(Entries from a dataset)
====

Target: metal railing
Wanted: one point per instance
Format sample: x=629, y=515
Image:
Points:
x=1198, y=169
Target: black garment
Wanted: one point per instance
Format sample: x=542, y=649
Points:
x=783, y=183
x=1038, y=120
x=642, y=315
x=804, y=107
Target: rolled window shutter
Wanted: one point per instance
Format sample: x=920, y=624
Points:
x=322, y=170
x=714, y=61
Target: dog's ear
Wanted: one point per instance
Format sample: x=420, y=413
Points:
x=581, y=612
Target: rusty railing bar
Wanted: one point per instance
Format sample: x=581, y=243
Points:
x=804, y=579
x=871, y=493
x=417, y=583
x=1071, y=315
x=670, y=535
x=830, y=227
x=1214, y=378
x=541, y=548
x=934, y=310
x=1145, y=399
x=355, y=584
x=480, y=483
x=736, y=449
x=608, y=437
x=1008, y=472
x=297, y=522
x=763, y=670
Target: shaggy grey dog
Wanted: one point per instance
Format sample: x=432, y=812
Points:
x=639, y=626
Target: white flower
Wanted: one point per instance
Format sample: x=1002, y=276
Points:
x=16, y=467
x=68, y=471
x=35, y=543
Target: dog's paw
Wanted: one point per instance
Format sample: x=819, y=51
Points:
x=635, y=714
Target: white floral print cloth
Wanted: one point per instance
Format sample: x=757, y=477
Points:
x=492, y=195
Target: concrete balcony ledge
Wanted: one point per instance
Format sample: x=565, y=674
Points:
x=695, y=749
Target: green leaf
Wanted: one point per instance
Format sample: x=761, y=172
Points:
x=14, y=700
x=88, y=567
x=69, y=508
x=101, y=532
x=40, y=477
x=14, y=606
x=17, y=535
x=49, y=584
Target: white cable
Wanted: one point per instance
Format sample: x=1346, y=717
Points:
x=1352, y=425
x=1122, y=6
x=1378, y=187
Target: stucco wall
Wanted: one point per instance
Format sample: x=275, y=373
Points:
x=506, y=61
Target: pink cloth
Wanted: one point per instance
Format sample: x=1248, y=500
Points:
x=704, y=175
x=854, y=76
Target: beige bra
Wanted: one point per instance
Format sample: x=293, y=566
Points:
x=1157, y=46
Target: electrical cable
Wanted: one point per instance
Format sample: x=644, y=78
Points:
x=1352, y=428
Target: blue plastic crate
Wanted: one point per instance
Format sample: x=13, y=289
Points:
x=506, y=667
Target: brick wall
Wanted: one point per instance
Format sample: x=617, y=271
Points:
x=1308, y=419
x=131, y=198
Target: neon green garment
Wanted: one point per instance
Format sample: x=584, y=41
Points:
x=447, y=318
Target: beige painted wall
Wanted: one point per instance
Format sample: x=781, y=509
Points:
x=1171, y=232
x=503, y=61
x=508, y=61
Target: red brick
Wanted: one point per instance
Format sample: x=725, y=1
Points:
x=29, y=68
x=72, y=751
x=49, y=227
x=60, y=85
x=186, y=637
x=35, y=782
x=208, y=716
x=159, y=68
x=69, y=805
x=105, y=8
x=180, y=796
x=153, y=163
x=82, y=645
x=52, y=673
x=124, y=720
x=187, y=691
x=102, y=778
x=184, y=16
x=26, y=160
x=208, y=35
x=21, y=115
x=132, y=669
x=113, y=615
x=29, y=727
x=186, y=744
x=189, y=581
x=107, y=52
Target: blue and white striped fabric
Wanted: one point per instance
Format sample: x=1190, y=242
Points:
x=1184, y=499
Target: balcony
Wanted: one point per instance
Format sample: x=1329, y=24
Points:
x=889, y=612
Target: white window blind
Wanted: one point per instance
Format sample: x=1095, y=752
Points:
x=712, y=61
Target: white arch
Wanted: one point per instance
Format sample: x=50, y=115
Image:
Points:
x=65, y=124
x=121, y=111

====

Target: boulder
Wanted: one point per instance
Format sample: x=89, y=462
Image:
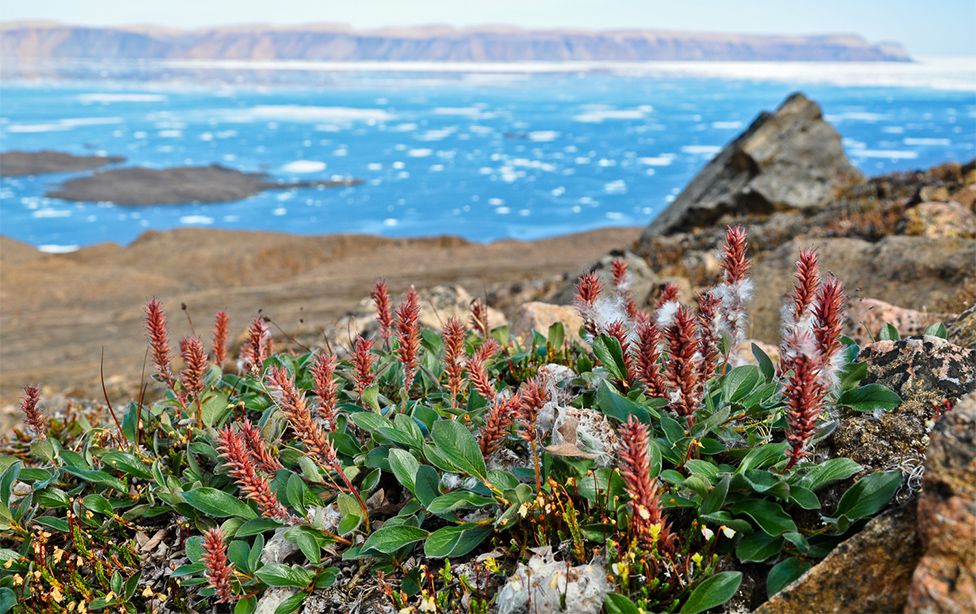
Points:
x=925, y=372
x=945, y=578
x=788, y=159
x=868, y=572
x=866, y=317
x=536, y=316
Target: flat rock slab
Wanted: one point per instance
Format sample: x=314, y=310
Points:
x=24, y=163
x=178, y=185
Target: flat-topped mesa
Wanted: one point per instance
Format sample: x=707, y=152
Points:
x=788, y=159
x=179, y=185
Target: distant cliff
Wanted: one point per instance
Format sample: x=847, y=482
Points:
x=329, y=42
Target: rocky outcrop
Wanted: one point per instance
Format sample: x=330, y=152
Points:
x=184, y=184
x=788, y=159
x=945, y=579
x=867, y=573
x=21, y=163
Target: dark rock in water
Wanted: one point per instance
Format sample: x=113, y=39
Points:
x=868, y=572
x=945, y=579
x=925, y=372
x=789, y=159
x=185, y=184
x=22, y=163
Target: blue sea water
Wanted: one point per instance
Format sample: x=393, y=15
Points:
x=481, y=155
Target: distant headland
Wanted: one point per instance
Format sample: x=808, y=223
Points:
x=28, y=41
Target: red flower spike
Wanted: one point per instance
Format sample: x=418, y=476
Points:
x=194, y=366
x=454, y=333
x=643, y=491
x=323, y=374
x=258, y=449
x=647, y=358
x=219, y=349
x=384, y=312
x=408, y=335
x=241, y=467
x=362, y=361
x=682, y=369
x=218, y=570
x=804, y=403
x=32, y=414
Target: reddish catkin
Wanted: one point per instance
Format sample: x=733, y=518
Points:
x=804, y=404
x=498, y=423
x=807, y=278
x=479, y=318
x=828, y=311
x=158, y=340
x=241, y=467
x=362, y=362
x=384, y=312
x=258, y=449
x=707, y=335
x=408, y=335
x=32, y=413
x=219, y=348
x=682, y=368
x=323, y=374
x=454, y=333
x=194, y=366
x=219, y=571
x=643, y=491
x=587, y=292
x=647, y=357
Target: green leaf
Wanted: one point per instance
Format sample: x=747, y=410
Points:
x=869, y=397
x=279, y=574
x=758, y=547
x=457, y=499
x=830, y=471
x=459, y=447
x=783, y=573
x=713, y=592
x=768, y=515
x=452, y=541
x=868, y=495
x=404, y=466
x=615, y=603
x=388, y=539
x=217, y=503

====

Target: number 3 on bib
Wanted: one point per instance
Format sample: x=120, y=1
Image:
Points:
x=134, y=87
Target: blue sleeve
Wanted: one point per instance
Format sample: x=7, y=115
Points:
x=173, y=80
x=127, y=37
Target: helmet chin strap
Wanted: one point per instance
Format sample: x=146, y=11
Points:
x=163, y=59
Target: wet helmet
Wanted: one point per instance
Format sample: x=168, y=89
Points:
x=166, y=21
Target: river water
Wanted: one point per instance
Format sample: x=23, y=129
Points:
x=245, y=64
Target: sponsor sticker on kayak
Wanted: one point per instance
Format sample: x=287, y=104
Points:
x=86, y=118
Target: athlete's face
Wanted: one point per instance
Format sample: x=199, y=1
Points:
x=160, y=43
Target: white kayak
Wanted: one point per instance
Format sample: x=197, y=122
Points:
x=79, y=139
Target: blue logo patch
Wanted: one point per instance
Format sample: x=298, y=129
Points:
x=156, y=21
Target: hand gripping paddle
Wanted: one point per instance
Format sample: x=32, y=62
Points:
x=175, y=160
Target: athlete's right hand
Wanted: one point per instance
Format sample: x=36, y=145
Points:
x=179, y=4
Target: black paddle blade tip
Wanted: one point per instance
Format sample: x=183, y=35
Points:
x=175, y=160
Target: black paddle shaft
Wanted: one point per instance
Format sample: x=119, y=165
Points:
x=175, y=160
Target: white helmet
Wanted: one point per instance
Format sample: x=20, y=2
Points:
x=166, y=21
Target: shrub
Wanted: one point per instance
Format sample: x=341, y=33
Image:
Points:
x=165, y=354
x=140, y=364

====

**WHAT IS NEEDED**
Can you update the data starting with the line with "Target: helmet chin strap" and going on through the line with "x=245, y=64", putting "damp helmet" in place of "wet helmet" and changing nothing else?

**TASK ANSWER**
Target: helmet chin strap
Wanted: one point per instance
Format sample: x=146, y=11
Points:
x=163, y=59
Target: damp helmet
Wanted: one point per instance
Format sample: x=168, y=89
Points:
x=166, y=21
Target: river water
Wanted: one point per instance
Format sample: x=23, y=129
Points:
x=245, y=64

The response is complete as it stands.